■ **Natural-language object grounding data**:
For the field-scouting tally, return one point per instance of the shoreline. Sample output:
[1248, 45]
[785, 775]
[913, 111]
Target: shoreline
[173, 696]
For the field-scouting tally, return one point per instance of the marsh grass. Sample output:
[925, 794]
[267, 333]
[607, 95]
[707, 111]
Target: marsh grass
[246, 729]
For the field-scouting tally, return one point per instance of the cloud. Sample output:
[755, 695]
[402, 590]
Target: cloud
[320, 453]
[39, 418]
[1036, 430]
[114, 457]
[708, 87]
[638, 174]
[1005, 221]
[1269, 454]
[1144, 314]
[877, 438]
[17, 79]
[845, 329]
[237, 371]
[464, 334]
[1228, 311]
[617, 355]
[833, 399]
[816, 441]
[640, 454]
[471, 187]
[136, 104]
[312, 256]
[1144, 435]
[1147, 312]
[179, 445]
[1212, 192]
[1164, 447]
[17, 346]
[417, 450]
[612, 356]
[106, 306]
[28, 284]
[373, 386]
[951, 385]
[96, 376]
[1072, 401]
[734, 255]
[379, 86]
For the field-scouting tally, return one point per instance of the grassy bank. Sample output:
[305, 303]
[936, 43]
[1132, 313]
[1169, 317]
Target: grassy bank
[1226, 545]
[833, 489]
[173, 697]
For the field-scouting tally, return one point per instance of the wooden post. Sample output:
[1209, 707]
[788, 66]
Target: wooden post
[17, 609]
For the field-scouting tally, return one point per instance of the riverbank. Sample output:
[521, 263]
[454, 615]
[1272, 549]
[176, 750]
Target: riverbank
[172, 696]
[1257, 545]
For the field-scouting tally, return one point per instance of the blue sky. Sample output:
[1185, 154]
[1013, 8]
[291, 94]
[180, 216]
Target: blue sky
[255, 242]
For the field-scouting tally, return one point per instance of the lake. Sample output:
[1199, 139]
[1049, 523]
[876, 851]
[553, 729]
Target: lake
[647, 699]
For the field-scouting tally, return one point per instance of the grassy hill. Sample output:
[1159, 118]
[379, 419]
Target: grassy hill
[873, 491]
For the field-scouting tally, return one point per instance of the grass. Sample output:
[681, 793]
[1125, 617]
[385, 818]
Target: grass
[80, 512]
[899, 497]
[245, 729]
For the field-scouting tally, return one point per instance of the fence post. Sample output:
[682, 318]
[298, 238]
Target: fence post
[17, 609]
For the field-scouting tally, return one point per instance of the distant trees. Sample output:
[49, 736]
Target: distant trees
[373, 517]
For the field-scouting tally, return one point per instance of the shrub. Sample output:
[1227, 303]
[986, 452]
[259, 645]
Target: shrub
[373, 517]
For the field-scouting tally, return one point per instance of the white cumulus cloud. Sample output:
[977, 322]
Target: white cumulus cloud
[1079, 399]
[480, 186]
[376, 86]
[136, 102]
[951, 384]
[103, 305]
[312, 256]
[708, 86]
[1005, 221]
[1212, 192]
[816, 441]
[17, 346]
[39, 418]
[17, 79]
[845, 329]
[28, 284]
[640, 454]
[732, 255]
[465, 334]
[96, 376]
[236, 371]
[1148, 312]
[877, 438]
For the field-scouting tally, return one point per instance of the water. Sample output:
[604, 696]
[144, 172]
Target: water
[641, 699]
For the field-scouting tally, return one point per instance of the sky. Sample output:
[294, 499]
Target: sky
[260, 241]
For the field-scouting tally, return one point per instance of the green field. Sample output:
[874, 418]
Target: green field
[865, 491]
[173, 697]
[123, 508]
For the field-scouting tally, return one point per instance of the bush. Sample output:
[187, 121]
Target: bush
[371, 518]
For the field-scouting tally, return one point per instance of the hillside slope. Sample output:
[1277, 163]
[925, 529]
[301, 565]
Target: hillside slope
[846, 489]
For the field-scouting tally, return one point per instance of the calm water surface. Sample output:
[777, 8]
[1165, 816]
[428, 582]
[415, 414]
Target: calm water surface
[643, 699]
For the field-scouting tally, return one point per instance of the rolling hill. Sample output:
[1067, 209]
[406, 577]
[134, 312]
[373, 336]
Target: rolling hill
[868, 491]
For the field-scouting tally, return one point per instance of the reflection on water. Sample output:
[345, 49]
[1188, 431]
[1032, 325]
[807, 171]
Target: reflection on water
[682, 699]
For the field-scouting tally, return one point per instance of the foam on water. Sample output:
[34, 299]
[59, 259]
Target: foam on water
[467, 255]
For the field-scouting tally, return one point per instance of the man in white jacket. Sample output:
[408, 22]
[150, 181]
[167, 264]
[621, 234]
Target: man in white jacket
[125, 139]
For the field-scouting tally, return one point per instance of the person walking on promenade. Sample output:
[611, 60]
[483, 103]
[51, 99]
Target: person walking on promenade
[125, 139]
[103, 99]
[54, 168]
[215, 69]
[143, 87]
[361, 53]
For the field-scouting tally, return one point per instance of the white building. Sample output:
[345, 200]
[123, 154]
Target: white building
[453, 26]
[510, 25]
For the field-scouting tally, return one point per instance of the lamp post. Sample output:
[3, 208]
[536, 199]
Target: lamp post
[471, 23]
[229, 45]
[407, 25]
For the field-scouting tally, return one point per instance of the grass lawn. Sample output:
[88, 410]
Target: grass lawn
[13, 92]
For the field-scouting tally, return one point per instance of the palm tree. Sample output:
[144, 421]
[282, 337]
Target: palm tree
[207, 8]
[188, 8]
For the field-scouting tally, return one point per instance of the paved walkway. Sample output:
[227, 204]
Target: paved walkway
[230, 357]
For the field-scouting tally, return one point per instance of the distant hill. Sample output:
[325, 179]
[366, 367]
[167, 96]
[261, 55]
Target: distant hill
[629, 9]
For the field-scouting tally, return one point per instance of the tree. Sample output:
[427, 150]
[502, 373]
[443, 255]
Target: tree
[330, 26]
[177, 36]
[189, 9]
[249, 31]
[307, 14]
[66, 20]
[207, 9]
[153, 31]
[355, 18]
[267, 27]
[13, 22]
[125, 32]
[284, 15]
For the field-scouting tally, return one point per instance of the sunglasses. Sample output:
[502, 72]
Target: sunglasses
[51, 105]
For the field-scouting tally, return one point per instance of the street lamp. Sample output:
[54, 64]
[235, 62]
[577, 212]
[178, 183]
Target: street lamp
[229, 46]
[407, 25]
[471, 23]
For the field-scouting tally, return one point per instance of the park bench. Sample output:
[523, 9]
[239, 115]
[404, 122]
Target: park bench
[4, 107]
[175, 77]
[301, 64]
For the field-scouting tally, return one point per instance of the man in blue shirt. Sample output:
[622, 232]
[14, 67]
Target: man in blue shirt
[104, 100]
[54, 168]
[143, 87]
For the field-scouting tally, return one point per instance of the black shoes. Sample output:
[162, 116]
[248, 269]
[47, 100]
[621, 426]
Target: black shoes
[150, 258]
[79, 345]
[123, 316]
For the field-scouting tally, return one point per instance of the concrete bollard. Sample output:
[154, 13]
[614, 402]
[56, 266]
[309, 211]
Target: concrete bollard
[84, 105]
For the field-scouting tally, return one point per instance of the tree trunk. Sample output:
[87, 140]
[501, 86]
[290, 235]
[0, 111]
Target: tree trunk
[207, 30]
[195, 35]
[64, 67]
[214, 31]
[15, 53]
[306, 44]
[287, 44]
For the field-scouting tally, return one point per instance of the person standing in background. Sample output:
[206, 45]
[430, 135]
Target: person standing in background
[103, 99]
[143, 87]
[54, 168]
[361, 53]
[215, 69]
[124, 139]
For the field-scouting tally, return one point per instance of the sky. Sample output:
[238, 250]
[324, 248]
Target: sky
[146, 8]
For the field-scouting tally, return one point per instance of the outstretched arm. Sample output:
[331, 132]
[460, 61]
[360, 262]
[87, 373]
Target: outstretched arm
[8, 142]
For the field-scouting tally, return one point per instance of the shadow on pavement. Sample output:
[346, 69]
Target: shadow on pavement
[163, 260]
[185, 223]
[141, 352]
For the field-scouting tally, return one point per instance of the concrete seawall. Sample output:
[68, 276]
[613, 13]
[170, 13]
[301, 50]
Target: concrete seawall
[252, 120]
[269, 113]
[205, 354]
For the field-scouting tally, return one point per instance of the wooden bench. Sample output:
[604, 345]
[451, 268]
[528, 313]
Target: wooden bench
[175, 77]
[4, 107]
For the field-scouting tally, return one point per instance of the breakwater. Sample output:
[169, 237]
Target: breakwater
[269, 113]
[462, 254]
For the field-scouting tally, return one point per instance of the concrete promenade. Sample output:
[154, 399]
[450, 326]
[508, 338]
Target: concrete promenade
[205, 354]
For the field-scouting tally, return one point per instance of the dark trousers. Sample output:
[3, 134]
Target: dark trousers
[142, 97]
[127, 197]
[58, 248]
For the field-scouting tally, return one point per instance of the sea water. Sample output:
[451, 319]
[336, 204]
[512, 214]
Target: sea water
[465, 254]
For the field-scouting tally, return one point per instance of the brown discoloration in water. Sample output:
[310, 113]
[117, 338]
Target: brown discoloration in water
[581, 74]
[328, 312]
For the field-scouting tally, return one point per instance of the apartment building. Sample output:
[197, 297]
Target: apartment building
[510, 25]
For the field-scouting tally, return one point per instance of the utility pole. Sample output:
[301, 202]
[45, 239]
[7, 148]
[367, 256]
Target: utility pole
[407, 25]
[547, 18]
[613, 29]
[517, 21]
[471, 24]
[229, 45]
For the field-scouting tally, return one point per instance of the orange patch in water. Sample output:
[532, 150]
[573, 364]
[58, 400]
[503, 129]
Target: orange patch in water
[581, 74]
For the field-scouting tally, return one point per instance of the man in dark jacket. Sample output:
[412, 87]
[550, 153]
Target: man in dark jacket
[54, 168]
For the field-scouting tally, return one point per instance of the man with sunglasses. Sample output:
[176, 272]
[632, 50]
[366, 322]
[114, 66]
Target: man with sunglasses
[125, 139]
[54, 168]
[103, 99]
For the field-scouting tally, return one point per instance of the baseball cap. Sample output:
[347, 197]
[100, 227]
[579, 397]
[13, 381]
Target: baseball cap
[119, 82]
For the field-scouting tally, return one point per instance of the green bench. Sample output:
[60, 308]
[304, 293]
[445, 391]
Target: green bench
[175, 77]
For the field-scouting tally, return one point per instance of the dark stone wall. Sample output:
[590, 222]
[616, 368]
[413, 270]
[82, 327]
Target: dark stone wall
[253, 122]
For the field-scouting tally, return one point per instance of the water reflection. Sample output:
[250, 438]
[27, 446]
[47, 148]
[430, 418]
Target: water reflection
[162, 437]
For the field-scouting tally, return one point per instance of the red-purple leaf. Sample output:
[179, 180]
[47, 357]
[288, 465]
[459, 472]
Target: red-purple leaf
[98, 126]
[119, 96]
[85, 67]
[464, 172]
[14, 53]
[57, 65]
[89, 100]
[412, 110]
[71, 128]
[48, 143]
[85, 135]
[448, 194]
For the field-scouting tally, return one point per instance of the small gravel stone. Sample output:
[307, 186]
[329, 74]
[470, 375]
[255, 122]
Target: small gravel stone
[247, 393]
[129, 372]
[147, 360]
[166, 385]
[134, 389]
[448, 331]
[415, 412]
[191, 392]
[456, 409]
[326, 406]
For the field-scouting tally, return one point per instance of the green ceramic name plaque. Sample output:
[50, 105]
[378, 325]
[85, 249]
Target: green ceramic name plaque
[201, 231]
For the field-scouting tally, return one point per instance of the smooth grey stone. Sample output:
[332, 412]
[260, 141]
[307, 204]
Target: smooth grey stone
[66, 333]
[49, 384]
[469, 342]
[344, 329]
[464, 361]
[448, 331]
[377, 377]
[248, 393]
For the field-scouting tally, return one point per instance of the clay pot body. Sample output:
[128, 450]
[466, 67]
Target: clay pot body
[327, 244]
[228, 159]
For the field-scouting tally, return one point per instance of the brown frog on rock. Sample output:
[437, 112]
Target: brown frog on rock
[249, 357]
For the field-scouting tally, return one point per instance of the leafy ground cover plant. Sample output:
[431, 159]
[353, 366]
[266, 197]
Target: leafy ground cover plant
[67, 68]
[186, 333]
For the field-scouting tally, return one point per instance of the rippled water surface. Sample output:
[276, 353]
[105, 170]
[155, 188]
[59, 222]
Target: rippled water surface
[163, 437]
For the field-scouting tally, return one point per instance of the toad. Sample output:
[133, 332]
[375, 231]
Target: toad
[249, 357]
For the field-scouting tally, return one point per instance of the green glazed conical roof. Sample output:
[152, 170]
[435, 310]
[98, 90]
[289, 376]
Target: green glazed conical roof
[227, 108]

■ **EXERCISE INSTRUCTIONS**: Give only the lines from the one holding "Target: wooden post" through the one holding "the grassy hill.", each restated exactly as it appears above.

■ **THE COMPLETED TASK**:
Target: wooden post
[17, 609]
For the field-scouting tally, return one point per instance of the riverbank. Sample output:
[521, 263]
[454, 615]
[1272, 549]
[176, 750]
Target: riverbank
[172, 696]
[1257, 545]
For the field-scouting tally, return one point per instance of the blue sky. Sample output:
[1185, 154]
[1013, 8]
[291, 94]
[180, 216]
Target: blue sky
[255, 242]
For the field-scouting tally, return one point per instance of the lake. Sample output:
[1199, 139]
[1049, 523]
[876, 851]
[553, 729]
Target: lake
[647, 699]
For the field-scouting tally, return one point per instance of the grassy hill. Sample output:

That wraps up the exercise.